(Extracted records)
________________________

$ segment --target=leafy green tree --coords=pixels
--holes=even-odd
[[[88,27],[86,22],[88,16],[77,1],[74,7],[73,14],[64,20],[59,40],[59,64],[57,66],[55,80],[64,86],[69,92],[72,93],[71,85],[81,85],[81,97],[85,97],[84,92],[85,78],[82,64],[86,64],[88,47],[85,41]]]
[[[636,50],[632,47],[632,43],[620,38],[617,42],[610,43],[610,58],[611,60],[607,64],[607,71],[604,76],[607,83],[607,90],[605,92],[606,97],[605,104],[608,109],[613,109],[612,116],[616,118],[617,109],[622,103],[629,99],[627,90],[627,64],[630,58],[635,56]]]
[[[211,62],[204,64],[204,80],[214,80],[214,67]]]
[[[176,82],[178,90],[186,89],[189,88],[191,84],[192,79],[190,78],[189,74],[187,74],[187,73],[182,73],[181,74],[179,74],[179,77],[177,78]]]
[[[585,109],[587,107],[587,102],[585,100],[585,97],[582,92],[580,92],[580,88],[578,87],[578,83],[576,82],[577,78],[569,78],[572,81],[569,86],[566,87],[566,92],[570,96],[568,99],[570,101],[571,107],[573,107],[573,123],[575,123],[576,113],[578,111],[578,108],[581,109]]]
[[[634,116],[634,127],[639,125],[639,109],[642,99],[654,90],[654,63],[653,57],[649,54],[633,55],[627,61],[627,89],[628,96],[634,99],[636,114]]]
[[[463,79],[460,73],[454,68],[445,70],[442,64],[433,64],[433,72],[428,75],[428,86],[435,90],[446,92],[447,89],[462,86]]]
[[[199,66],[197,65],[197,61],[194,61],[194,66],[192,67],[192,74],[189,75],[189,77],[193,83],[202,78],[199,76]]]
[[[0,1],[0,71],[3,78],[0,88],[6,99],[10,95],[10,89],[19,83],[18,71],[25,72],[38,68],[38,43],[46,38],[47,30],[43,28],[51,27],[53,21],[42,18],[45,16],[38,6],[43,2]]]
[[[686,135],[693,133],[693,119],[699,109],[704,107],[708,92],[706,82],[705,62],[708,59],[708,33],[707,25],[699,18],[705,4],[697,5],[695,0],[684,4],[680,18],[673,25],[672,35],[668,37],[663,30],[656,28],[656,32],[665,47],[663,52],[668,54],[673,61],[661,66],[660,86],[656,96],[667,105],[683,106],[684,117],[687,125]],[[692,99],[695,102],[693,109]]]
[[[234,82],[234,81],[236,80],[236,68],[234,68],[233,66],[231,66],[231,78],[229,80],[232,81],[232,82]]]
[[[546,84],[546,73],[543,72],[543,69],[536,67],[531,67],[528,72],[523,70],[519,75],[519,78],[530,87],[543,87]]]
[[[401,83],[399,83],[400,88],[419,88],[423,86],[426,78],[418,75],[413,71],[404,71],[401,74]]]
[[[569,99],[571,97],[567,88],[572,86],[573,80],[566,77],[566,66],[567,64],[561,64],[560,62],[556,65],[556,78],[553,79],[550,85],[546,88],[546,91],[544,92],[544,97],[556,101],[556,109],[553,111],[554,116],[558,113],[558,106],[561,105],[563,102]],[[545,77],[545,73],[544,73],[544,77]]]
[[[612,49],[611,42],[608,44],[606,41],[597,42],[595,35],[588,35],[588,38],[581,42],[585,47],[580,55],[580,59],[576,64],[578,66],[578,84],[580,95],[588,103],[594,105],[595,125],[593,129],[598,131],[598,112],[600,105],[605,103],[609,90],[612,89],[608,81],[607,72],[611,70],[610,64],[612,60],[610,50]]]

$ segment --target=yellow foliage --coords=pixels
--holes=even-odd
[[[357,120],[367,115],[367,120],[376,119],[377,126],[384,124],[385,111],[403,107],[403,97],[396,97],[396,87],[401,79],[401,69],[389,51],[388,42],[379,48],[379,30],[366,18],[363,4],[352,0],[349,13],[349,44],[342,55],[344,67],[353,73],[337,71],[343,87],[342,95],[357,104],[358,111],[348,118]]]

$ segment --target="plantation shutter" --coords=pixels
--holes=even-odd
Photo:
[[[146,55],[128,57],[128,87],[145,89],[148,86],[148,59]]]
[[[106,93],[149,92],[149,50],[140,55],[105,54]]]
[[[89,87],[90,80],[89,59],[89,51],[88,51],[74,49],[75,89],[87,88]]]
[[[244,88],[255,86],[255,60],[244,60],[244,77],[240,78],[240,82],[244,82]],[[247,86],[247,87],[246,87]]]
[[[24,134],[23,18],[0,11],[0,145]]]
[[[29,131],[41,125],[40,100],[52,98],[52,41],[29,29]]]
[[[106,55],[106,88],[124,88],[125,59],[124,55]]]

________________________

Requirement >> Copy every line of the records above verbatim, with no changes.

Correct answer >>
$ segment --target=leafy green tree --coords=pixels
--holes=even-odd
[[[88,27],[86,22],[88,16],[77,1],[74,7],[73,14],[64,20],[59,40],[59,64],[57,66],[55,80],[64,86],[69,92],[72,93],[71,85],[81,85],[81,97],[85,97],[84,92],[85,78],[82,64],[86,64],[88,47],[85,41]]]
[[[636,50],[632,47],[632,43],[620,38],[617,42],[610,43],[610,58],[611,60],[607,64],[607,71],[604,76],[607,83],[607,90],[605,92],[606,97],[605,104],[608,109],[613,109],[612,116],[616,118],[617,109],[622,103],[629,99],[627,90],[627,64],[630,58],[635,56]]]
[[[211,62],[204,64],[204,80],[214,80],[214,67]]]
[[[176,82],[178,90],[186,89],[189,88],[191,84],[192,79],[190,78],[189,74],[187,74],[187,73],[182,73],[181,74],[179,74],[179,77],[177,78]]]
[[[585,109],[587,107],[587,102],[585,100],[585,97],[582,92],[580,92],[580,88],[578,87],[578,83],[576,82],[577,78],[569,78],[572,81],[569,86],[566,87],[566,92],[570,96],[568,99],[570,101],[571,107],[573,107],[573,123],[575,123],[576,113],[578,111],[578,108],[581,109]]]
[[[634,116],[634,127],[639,125],[639,109],[642,99],[654,90],[654,63],[653,57],[649,54],[633,55],[627,61],[627,89],[628,96],[634,99],[636,114]]]
[[[463,79],[460,73],[454,68],[445,70],[442,64],[433,64],[433,72],[428,75],[428,86],[435,90],[446,92],[447,89],[462,86]]]
[[[199,66],[197,65],[197,61],[194,61],[194,66],[192,67],[192,74],[189,75],[189,77],[193,83],[202,78],[199,76]]]
[[[0,1],[0,71],[3,78],[0,88],[6,99],[10,95],[10,89],[19,83],[18,71],[25,72],[38,68],[38,43],[46,38],[47,30],[43,28],[51,27],[53,21],[42,18],[45,16],[38,6],[43,2]]]
[[[686,135],[693,133],[693,119],[699,109],[704,107],[708,92],[706,82],[705,62],[708,59],[708,33],[707,25],[699,18],[705,4],[697,5],[695,0],[684,4],[680,18],[673,25],[672,35],[668,37],[663,30],[656,28],[656,32],[665,47],[663,52],[668,54],[673,61],[661,66],[660,86],[656,96],[667,105],[683,106],[684,117],[687,125]],[[692,99],[695,102],[693,109]]]
[[[234,82],[234,81],[236,80],[236,68],[234,68],[233,66],[231,66],[231,78],[229,80],[232,81],[232,82]]]
[[[546,84],[546,73],[543,72],[543,69],[536,67],[531,67],[528,72],[523,70],[519,75],[519,78],[530,87],[543,87]]]
[[[401,83],[399,83],[400,88],[419,88],[423,86],[426,78],[418,75],[413,71],[404,71],[401,74]]]
[[[569,99],[571,97],[567,88],[572,86],[573,80],[566,77],[566,66],[567,64],[561,64],[560,62],[556,65],[556,78],[553,79],[550,85],[546,88],[546,91],[544,92],[544,97],[556,101],[556,109],[553,111],[554,116],[558,113],[558,106],[561,105],[563,102]],[[545,77],[545,73],[544,73],[544,77]]]
[[[612,49],[611,42],[608,44],[606,41],[597,42],[595,35],[588,35],[588,38],[581,42],[585,47],[580,55],[580,59],[576,64],[578,66],[578,84],[580,95],[588,103],[594,105],[595,125],[593,129],[598,131],[598,112],[600,105],[605,103],[609,90],[612,89],[608,81],[607,72],[611,70],[610,64],[612,60],[610,50]]]

$ segment --target=yellow foliage --coords=pixels
--holes=even-odd
[[[357,120],[367,115],[367,120],[376,119],[377,126],[384,124],[385,111],[403,107],[403,97],[396,97],[396,87],[401,79],[401,69],[389,51],[388,42],[379,48],[379,30],[366,18],[363,4],[352,0],[349,13],[349,44],[342,55],[344,67],[353,73],[337,71],[343,87],[342,95],[357,104],[358,111],[348,118]]]

$ segment --target="plantation shutter" --coords=pixels
--holes=even-odd
Photo:
[[[146,55],[128,57],[128,87],[145,89],[148,86],[148,59]]]
[[[106,93],[149,92],[149,50],[140,55],[105,54]]]
[[[89,87],[90,80],[89,59],[89,51],[88,51],[74,49],[75,89],[87,88]]]
[[[244,88],[255,86],[255,60],[244,60],[244,77],[240,78],[240,82],[244,82]],[[247,86],[247,87],[246,87]]]
[[[24,134],[23,18],[0,11],[0,145]]]
[[[29,131],[41,125],[40,100],[52,98],[52,41],[29,29]]]
[[[106,55],[106,88],[124,88],[125,59],[124,55]]]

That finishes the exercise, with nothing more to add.